> STUDY QUESTIONS:
- A) Can you quote the passage of the Edward Lloyd biography word for word, starting at "Lloyd had a" and ending at "on Forest Road."?
- B) Which women does the Edward Lloyd biography name as his wife or as women he lived with?

Edward Lloyd 1815–1890
Edward Lloyd was born on 16 February 1815 into a modest family. His father was in trade in the City of London and no stranger to the bankruptcy court.
He was the youngest of three sons. Nigel Lloyd’s research suggests a family with the attitudes of the middle class, albeit without the financial security that would normally have gone with it. His eldest brother, Thomas, made a successful career in medicine although the middle son, William, died in poverty.
Edward Lloyd’s education to the age of 14 was fairly generous at a time when the poor received little or no schooling. He was intelligent, energetic and enterprising, and claimed to have started on his life’s career of publishing as soon as he left school.
The law may have been intended for him. However, while working in a solicitor’s office, he attended classes at the London Mechanics’ Institute. He won a silver pen as prize for best student of the year, and treasured it all his life.
For many years, he lived in rooms on the periphery of the City marrying Isabella McArthur in 1834. The and they had three sons, one of whom died in infancy.
From April 1844, although still married to Isabella, Lloyd had set up house with Mary Harvey in Forest Hill. She was the wife of Lloyd’s paper supplier William Mullet and the liaison led to Mullet suing Lloyd for “Criminal Conversation” in December 1844. William Mullet had discovered the affair and his revelations to Isabella caused her to move out of Salisbury Square. Lloyd and Mary later had a child, Frederick, who was born in February 1845.
Lloyd had a second brush with bankruptcy in 1848, but managed to come to a voluntary agreement with his creditors.
Mary died of cholera in August 1849 and Frederick was brought up by his father.
At the 1851 census, Lloyd is shown as living with Maria Martins in Acton Vale. Their first child, Annie, was born in 1853.
In 1852, he appointed the respected author and playwright, Douglas Jerrold, to be the editor of Lloyd’s Weekly.In 1854, he published his last romance and, in 1856, he could afford to buy the 100-acre Winns estate in Walthamstow. The house was the fine Georgian mansion, now the William Morris Gallery, that is familiar to Londoners heading east on Forest Road.

> ENTRIES SHOWN:
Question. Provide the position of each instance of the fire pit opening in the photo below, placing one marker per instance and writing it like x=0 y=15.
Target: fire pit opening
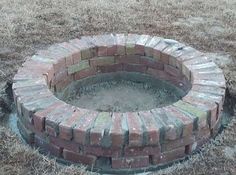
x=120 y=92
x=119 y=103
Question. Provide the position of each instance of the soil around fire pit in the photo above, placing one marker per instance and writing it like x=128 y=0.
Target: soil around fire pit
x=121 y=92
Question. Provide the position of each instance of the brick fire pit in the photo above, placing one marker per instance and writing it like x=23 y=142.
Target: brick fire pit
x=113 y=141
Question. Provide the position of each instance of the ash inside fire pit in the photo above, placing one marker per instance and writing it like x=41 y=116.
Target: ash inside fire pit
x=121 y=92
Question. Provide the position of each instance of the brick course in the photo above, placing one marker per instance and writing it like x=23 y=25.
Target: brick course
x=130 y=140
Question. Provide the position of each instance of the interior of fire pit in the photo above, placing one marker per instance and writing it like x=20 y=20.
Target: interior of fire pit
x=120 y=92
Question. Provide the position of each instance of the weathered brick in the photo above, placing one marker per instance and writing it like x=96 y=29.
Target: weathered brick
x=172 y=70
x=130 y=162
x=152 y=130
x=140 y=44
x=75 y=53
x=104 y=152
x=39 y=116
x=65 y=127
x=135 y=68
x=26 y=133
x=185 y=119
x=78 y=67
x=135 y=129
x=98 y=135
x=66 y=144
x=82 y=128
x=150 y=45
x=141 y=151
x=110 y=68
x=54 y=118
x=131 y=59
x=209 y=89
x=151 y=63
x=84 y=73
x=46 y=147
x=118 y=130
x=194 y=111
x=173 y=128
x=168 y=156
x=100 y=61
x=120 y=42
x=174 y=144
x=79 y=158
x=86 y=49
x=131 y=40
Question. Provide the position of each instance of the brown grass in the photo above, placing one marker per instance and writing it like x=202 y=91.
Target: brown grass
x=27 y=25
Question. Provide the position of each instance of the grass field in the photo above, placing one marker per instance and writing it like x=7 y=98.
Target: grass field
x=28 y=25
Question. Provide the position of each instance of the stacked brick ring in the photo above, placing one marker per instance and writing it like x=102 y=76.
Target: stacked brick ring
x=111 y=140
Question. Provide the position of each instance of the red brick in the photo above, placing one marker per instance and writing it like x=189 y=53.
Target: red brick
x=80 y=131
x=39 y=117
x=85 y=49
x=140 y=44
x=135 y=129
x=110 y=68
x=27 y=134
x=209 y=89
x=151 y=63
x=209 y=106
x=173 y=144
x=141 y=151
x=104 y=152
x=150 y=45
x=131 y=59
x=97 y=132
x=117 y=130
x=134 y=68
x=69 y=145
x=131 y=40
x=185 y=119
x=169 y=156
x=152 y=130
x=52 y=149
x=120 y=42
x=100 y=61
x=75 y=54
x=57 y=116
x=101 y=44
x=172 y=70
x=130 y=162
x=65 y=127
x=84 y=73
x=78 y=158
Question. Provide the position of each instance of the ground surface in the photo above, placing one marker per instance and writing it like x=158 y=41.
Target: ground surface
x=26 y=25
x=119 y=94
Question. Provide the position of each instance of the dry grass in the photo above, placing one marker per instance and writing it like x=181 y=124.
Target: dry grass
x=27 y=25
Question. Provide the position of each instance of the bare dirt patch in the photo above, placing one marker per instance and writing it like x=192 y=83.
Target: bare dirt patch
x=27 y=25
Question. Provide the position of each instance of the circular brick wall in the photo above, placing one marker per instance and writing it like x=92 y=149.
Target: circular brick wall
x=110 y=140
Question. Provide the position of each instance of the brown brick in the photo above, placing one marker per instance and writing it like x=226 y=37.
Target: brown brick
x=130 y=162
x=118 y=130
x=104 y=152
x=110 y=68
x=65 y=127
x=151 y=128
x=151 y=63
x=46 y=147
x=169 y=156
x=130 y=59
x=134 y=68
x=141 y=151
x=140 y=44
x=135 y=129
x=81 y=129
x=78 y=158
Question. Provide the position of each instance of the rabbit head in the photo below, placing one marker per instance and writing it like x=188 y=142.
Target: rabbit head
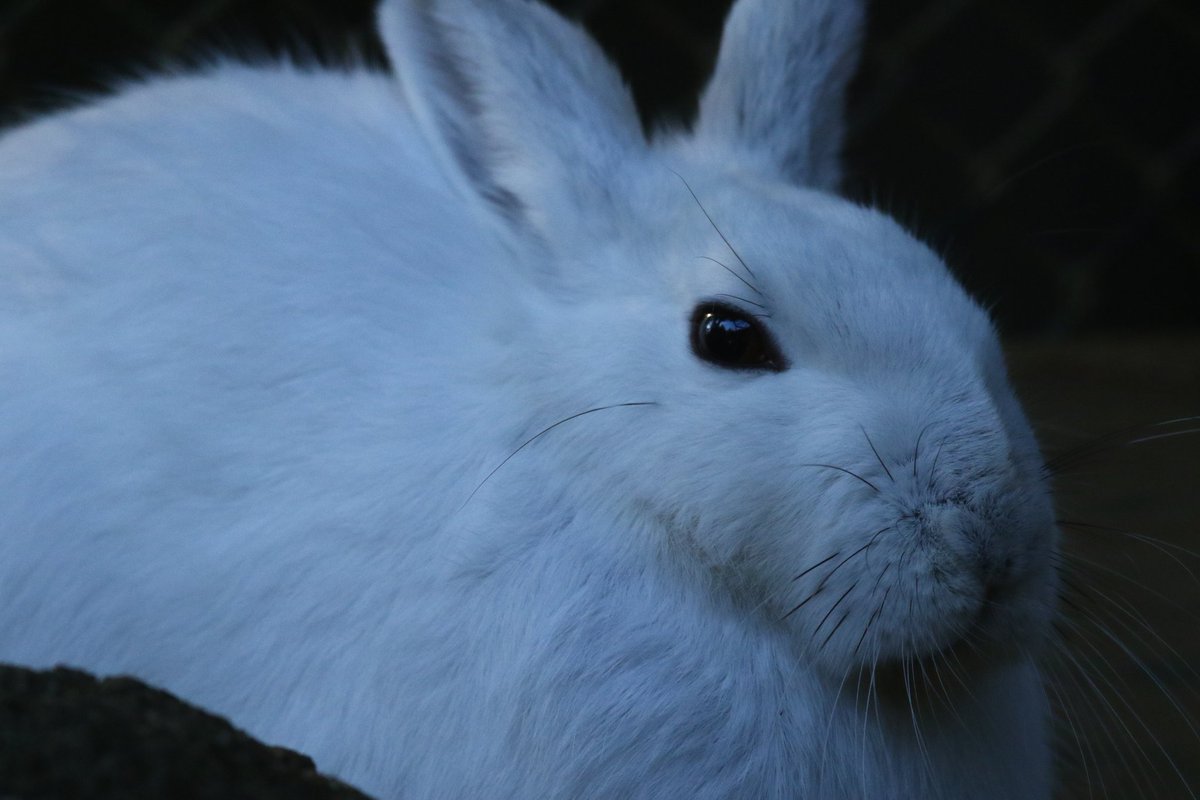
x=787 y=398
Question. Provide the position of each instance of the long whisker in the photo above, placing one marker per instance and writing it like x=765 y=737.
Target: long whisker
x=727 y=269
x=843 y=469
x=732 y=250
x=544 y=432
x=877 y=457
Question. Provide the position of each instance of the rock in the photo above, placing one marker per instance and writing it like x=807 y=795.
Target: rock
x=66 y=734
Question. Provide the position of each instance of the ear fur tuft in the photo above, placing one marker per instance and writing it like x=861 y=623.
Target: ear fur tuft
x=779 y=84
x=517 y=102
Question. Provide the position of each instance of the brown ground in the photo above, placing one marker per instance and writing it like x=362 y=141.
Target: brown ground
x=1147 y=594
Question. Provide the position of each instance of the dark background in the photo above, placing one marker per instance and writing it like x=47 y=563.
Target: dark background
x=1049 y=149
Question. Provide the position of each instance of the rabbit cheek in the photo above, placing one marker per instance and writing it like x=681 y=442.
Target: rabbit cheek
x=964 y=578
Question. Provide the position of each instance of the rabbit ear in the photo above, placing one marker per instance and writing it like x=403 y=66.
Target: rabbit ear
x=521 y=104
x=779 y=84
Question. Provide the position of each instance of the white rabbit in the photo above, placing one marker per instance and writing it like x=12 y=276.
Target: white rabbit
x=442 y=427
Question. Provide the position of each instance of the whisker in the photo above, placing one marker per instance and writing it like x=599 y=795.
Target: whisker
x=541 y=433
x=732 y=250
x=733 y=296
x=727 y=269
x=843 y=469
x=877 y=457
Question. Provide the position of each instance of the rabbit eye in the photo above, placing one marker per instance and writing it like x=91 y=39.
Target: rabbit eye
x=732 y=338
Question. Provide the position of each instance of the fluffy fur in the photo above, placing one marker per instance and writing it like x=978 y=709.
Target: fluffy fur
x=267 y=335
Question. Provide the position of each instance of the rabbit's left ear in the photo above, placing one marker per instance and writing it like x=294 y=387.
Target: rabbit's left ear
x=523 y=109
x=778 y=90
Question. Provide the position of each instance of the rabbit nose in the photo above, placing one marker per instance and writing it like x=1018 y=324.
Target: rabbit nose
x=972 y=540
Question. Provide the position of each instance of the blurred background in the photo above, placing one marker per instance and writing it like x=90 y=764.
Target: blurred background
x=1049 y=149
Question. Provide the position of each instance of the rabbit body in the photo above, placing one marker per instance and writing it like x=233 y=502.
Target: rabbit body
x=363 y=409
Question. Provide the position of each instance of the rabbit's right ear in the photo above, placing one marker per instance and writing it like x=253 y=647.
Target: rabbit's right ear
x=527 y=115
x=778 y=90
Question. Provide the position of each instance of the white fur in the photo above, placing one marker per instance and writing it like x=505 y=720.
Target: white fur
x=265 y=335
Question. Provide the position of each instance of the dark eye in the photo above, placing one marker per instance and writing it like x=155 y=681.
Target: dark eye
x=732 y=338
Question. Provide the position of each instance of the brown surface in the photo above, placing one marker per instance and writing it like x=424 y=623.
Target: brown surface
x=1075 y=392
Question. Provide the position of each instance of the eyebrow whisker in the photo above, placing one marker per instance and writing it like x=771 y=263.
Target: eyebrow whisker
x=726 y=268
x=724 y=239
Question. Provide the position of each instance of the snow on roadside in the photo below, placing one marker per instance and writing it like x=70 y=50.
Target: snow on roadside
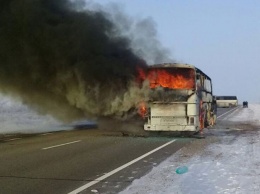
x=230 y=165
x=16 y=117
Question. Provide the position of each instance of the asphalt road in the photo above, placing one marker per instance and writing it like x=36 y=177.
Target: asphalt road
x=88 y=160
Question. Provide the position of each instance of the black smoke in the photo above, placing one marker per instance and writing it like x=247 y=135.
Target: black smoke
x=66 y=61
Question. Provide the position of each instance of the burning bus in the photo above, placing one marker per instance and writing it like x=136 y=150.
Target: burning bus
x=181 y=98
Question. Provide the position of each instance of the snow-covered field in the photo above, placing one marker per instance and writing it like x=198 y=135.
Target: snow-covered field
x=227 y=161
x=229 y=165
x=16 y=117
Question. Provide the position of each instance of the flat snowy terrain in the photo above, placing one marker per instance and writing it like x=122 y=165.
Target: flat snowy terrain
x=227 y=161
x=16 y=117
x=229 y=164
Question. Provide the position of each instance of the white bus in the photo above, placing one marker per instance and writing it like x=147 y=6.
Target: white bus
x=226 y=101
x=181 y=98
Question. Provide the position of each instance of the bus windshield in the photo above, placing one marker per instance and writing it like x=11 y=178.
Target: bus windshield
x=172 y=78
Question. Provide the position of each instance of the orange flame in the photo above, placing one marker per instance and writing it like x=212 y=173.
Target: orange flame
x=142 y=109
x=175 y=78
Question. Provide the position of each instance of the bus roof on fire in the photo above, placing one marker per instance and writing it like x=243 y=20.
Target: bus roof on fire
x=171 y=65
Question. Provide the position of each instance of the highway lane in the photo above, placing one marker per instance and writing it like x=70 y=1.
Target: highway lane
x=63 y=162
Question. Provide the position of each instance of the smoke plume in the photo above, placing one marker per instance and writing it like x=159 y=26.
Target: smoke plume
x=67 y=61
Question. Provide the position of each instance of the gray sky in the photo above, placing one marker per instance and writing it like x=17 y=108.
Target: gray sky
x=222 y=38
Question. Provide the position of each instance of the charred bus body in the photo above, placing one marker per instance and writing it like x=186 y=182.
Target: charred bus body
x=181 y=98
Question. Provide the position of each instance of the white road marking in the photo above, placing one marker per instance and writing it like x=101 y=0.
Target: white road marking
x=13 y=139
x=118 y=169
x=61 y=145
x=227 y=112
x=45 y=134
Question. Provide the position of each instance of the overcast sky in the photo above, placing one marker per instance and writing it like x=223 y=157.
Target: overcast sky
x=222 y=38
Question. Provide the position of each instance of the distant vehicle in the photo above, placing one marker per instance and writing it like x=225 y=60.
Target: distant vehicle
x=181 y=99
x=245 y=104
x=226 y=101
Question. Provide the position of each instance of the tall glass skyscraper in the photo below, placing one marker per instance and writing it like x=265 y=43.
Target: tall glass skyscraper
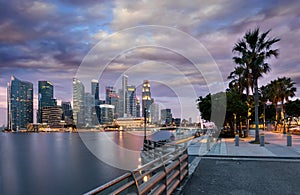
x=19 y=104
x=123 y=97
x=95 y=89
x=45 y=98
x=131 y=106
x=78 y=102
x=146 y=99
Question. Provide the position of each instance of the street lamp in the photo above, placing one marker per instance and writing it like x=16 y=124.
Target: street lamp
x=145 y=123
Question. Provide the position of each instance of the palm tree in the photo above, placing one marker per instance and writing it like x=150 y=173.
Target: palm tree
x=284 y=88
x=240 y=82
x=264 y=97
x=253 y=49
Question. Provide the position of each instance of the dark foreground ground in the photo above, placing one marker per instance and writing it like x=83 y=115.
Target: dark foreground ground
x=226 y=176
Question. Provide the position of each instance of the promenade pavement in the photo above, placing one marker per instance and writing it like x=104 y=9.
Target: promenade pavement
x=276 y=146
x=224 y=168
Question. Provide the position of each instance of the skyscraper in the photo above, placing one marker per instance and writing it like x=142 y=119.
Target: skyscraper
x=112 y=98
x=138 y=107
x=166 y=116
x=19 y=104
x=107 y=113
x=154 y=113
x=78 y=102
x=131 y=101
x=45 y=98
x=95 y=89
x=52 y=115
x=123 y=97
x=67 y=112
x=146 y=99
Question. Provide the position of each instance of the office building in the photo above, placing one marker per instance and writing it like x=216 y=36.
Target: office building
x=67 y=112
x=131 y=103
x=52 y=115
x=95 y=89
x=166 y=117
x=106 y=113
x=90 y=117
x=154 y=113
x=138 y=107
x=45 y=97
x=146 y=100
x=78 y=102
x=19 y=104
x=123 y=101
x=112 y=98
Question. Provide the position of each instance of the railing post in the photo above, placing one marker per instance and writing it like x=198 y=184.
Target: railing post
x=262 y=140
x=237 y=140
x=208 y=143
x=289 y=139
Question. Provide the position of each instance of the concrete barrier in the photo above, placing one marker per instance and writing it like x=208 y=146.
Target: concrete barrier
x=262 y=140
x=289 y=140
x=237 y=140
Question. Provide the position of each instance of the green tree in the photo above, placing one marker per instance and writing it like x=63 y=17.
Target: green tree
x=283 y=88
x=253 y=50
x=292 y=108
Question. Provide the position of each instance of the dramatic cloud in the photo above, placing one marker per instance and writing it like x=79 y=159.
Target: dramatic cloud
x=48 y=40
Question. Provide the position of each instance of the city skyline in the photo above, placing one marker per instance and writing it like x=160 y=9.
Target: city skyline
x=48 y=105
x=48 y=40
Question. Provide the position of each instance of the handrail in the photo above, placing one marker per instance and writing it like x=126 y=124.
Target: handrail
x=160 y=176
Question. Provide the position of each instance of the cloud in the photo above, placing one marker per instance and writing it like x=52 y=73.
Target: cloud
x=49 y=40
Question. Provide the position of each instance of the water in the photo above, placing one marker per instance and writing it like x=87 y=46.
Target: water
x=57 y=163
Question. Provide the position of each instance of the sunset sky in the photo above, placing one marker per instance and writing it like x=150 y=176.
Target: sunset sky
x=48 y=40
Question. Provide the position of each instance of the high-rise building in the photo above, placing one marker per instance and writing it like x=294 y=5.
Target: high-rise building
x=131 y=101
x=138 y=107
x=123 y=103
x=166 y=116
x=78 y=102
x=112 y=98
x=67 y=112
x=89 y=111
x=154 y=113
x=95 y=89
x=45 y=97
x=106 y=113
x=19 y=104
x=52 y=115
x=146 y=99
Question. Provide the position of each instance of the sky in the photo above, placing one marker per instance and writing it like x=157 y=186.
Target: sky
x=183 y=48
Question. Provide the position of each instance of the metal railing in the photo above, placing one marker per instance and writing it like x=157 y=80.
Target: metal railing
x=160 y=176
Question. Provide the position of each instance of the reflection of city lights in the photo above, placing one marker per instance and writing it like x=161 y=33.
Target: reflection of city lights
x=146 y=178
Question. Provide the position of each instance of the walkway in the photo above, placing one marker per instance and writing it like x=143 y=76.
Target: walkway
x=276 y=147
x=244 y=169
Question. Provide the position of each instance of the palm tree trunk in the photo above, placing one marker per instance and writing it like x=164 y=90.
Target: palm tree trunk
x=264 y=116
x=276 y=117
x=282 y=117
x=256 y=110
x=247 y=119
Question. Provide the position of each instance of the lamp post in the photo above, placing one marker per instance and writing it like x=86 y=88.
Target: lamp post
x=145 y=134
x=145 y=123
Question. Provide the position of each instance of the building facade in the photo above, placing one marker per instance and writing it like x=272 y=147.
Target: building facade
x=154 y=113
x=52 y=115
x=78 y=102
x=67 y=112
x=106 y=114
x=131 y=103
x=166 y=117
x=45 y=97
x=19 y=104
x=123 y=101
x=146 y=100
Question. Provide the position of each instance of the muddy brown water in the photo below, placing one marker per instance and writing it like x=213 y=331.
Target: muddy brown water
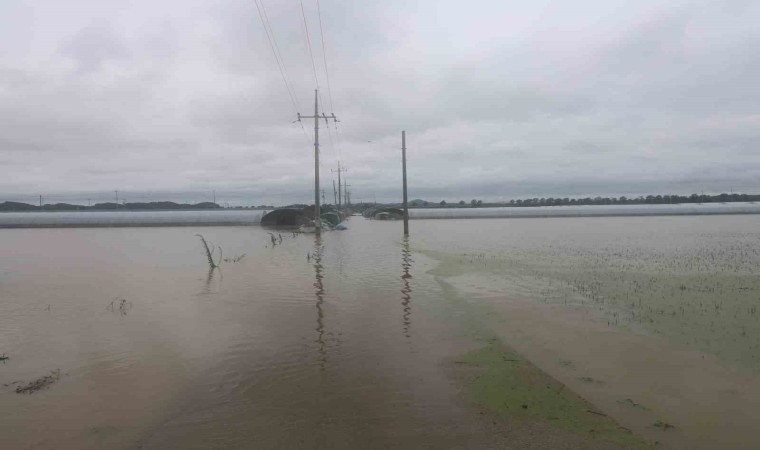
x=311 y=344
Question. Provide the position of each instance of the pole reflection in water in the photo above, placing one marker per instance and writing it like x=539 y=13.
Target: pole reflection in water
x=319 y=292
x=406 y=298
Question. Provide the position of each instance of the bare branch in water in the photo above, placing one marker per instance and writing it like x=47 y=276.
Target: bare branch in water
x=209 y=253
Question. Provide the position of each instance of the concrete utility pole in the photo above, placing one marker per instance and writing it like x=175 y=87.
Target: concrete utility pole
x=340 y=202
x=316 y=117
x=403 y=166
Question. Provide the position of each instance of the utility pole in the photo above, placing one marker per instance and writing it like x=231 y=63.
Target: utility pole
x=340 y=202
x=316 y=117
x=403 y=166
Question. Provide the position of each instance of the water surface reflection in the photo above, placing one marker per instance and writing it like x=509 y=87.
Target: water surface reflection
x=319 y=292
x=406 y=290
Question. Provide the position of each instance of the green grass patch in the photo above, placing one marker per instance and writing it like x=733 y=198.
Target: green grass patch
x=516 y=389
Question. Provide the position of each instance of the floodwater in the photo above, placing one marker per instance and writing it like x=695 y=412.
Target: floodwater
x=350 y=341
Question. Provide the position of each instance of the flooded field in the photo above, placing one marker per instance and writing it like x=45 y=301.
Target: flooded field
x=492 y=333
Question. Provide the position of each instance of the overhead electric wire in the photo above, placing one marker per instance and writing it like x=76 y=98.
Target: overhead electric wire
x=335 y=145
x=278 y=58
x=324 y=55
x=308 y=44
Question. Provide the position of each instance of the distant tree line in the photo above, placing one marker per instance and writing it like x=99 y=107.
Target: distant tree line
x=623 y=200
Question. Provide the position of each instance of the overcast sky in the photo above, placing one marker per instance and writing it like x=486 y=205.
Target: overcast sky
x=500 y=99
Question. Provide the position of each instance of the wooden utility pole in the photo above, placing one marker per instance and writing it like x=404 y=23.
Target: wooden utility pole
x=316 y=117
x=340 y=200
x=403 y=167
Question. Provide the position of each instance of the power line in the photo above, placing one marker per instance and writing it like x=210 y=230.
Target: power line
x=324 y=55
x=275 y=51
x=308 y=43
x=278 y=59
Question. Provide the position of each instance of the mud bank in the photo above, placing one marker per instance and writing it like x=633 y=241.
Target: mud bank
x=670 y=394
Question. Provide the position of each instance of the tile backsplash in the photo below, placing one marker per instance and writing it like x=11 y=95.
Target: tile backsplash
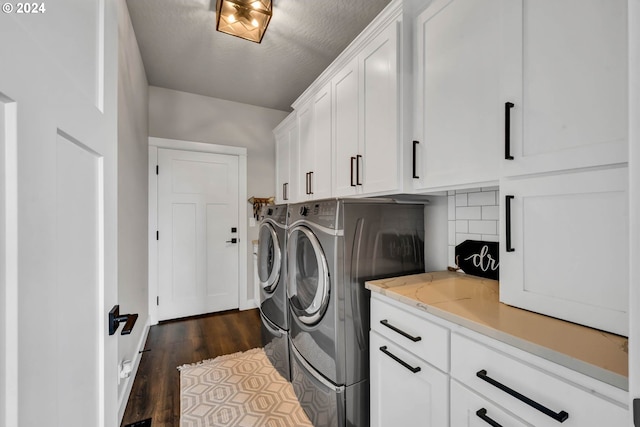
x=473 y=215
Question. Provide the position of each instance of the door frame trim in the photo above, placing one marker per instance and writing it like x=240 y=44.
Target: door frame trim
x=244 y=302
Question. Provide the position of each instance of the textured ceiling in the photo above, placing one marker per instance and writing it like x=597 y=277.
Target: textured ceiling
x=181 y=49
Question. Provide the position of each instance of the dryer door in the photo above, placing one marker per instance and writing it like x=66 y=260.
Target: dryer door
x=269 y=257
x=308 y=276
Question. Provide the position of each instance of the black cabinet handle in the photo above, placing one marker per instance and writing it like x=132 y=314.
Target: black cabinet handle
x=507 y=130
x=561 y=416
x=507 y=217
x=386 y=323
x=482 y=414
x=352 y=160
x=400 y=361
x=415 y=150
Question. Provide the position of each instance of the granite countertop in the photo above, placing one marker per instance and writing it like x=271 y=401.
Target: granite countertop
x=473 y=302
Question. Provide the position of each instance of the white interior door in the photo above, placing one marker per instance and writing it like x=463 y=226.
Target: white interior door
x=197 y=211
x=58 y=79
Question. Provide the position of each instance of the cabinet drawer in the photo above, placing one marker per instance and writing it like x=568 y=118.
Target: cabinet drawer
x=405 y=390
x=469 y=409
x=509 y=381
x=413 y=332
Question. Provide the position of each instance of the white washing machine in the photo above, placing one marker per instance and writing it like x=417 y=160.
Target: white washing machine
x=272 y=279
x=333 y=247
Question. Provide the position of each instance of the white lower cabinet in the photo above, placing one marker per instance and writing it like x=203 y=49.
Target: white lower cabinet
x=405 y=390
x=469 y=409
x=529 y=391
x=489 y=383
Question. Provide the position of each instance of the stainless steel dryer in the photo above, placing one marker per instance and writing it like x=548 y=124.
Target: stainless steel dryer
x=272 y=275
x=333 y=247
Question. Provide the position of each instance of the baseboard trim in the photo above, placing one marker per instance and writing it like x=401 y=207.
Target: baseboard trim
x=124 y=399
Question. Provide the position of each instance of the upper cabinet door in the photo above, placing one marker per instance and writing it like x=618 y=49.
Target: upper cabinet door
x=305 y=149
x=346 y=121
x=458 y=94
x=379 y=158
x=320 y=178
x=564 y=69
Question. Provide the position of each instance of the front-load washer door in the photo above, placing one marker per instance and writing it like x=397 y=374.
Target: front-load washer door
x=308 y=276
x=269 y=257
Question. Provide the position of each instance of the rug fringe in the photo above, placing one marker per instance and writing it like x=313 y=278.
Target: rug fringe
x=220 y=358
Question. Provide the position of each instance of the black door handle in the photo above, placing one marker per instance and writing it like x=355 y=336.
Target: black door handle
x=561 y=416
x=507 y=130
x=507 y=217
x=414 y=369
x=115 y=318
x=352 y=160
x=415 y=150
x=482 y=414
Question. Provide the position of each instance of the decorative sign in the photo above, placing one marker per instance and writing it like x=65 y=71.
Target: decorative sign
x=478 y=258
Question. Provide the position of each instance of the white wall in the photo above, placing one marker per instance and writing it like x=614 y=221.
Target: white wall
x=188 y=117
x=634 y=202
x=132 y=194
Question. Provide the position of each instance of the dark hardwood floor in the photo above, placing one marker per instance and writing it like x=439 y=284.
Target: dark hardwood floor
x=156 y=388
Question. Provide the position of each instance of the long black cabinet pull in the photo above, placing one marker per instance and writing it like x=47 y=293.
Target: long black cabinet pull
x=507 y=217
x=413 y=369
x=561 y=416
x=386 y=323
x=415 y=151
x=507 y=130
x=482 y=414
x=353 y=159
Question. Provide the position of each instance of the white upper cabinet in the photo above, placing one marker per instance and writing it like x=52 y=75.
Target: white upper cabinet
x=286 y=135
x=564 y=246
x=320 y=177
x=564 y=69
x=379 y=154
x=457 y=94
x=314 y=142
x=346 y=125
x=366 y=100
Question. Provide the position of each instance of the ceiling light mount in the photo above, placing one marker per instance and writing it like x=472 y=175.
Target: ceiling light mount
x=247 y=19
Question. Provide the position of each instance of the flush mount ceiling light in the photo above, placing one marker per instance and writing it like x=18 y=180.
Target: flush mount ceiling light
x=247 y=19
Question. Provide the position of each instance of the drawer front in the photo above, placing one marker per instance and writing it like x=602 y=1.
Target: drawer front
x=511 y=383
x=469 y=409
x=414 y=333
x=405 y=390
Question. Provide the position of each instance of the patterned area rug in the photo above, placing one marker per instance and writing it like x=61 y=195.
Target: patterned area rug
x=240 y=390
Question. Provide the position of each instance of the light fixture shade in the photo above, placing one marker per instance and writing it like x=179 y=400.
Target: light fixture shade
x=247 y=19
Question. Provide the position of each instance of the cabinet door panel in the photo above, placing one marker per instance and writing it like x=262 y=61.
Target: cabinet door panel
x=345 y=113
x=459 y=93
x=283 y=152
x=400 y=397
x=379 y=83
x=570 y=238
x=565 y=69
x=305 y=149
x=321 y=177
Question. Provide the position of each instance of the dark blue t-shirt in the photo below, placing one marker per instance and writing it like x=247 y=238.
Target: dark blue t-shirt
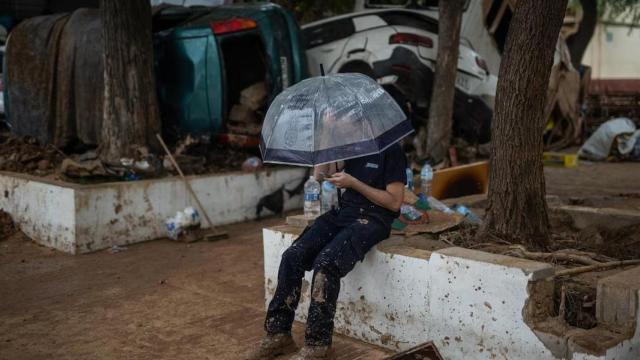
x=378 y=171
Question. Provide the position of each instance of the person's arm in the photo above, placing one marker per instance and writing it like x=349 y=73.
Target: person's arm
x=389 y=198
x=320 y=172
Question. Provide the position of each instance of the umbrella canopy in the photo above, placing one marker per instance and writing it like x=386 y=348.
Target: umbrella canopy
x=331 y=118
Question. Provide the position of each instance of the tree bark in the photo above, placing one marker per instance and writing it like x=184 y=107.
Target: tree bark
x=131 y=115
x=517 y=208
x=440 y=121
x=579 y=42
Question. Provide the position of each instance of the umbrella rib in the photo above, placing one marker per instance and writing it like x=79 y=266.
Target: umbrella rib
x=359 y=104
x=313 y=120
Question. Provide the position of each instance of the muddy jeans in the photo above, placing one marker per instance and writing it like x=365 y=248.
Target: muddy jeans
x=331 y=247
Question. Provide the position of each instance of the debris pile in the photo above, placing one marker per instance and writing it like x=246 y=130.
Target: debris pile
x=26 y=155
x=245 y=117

> SOLUTIONS TO THE PROBLEMS:
- A)
Lloyd had a second brush with bankruptcy in 1848, but managed to come to a voluntary agreement with his creditors.
Mary died of cholera in August 1849 and Frederick was brought up by his father.
At the 1851 census, Lloyd is shown as living with Maria Martins in Acton Vale. Their first child, Annie, was born in 1853.
In 1852, he appointed the respected author and playwright, Douglas Jerrold, to be the editor of Lloyd’s Weekly.In 1854, he published his last romance and, in 1856, he could afford to buy the 100-acre Winns estate in Walthamstow. The house was the fine Georgian mansion, now the William Morris Gallery, that is familiar to Londoners heading east on Forest Road.

- B)
- Isabella McArthur
- Mary Harvey
- Maria Martins